• **PROBLEM**
Out of the material that follows, write out exactly the lines from the line with "Target: bird's leg" to the line with "pixel 341 157", both ends included, and no others.

• **PROVIDED RECORDS**
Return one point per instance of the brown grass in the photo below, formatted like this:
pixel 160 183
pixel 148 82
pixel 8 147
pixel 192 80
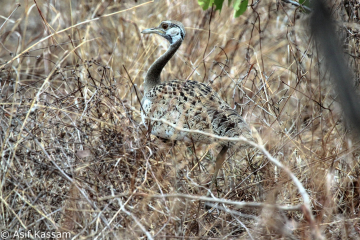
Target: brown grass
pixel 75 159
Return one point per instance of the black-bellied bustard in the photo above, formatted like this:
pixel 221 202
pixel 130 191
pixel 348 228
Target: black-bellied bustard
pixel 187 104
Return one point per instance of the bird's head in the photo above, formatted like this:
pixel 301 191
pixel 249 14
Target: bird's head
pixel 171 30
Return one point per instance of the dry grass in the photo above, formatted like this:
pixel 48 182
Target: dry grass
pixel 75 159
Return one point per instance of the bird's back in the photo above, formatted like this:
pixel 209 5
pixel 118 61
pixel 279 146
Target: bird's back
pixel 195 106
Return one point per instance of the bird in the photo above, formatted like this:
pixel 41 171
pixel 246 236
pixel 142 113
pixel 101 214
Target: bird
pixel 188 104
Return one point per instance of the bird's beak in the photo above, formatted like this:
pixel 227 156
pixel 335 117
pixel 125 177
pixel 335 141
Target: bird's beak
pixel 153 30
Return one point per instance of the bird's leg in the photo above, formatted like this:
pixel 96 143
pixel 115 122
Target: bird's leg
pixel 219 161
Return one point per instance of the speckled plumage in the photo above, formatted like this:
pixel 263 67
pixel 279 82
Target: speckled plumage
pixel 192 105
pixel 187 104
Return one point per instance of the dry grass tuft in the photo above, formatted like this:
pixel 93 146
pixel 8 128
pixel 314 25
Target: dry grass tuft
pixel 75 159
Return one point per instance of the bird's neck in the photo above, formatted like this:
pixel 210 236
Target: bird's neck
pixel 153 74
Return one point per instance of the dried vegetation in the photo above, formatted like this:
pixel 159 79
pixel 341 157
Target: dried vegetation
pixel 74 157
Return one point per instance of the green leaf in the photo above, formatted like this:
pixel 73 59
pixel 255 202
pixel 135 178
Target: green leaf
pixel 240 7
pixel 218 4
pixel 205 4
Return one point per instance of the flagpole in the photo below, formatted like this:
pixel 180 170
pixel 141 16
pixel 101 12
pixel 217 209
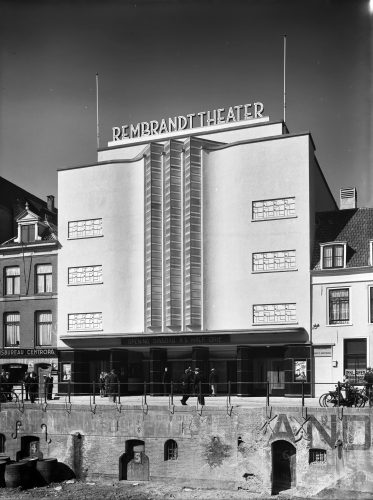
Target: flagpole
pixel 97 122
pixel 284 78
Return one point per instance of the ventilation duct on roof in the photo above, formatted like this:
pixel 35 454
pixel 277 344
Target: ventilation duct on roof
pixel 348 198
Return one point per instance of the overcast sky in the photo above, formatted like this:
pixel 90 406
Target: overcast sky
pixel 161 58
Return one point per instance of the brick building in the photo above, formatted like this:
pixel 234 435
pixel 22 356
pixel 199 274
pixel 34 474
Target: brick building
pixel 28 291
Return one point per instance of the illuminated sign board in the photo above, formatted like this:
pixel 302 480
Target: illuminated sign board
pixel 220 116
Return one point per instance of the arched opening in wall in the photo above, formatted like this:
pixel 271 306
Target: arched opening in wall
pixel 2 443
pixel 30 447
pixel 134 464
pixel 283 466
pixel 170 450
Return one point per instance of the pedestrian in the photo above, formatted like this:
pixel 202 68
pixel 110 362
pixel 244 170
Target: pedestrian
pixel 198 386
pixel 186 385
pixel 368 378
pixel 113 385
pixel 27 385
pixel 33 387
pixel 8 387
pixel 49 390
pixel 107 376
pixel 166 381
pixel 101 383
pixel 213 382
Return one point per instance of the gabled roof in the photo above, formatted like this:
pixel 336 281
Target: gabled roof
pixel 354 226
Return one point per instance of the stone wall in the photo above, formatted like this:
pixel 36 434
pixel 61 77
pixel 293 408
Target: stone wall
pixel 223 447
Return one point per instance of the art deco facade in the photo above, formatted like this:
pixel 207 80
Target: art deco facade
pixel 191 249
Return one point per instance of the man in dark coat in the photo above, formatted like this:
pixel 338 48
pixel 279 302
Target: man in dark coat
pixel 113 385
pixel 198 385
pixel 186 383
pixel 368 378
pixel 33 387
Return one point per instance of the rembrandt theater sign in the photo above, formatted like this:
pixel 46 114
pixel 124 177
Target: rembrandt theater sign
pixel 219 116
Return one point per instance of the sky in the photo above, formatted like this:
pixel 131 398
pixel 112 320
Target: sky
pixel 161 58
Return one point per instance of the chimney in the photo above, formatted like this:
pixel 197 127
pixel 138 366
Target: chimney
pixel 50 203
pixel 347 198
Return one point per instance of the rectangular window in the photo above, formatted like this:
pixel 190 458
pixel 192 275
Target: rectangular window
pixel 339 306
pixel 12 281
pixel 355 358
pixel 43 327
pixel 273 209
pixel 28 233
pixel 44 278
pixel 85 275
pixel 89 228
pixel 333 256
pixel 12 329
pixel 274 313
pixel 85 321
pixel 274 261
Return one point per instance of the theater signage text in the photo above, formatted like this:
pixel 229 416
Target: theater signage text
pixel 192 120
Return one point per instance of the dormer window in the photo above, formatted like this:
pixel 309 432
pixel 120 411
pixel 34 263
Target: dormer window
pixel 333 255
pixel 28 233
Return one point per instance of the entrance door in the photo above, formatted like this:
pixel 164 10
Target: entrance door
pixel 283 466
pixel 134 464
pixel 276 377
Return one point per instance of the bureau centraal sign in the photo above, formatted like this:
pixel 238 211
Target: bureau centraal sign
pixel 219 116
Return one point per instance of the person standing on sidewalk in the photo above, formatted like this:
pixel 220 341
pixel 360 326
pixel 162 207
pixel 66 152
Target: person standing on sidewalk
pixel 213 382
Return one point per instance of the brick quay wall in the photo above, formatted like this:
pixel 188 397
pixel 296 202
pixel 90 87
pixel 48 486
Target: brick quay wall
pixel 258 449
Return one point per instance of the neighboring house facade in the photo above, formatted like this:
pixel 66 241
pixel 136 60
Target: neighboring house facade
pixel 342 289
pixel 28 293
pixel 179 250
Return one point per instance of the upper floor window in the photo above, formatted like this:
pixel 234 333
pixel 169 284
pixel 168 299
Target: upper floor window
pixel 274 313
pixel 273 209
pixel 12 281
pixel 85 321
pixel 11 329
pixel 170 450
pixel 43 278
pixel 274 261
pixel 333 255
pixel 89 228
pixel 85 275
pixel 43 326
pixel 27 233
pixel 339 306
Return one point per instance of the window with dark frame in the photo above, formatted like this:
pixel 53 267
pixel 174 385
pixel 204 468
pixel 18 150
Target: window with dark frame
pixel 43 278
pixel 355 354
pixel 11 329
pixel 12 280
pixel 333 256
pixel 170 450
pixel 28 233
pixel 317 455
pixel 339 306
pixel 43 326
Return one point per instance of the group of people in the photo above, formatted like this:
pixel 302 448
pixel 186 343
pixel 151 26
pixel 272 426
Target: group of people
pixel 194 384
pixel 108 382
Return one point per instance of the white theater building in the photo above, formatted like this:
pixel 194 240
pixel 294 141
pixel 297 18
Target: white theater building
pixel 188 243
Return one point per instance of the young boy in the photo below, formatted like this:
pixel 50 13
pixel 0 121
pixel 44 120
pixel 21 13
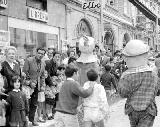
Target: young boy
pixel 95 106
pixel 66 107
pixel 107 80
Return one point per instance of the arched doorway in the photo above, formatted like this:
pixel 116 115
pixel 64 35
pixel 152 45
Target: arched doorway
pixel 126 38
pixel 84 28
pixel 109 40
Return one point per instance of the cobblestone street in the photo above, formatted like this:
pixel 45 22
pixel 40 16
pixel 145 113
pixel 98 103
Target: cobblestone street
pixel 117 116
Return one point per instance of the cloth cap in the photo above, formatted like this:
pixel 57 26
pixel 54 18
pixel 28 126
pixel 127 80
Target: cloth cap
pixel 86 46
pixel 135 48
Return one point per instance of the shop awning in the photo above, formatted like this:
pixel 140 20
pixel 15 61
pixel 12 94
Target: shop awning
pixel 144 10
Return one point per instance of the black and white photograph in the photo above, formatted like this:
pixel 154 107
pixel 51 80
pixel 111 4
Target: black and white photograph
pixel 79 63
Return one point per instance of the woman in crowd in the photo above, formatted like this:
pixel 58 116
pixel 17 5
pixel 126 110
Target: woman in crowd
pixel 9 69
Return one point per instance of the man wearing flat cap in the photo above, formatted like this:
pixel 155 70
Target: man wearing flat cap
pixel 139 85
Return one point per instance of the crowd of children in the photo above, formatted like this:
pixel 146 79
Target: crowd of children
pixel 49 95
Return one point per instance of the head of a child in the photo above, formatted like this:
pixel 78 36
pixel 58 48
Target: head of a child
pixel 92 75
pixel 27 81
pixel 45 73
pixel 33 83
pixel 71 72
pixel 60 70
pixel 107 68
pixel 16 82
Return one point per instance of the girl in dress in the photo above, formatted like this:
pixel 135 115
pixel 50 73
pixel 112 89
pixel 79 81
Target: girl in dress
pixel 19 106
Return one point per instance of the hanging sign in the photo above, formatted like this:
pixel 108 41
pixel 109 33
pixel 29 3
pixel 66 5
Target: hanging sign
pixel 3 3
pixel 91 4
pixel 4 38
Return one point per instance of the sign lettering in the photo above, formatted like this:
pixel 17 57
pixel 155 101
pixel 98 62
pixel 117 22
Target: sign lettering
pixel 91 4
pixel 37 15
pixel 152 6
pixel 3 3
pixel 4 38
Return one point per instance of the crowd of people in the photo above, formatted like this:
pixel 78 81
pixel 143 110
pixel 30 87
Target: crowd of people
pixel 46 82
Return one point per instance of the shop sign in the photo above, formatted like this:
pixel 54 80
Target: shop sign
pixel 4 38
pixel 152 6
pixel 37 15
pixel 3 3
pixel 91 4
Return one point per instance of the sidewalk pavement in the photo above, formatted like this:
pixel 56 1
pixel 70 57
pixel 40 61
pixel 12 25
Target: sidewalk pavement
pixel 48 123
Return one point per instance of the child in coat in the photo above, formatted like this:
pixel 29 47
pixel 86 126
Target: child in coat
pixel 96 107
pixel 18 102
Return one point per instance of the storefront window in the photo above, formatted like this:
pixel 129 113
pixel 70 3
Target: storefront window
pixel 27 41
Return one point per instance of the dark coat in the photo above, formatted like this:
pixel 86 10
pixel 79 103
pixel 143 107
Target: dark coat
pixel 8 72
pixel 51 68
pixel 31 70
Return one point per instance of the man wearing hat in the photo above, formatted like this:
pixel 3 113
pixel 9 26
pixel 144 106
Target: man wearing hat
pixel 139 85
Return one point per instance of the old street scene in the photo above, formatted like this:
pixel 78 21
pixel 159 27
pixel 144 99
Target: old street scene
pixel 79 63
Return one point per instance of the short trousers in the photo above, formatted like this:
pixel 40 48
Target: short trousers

• **TASK OUTPUT**
Target: bird's leg
pixel 219 161
Return one point per instance of the speckled plumage in the photo above, formatted like this:
pixel 263 67
pixel 279 82
Target: speckled plumage
pixel 192 105
pixel 187 104
Return one point per instance of the dry grass tuft in the photo above, formatted like this:
pixel 93 146
pixel 8 128
pixel 314 25
Target: dry grass tuft
pixel 75 159
Return one point per instance of the bird's neck in the photo above, formatted like this:
pixel 210 236
Target: bird's neck
pixel 153 74
Return one point per instance of the dried vegetation in the photo above, formatted like this:
pixel 159 79
pixel 341 157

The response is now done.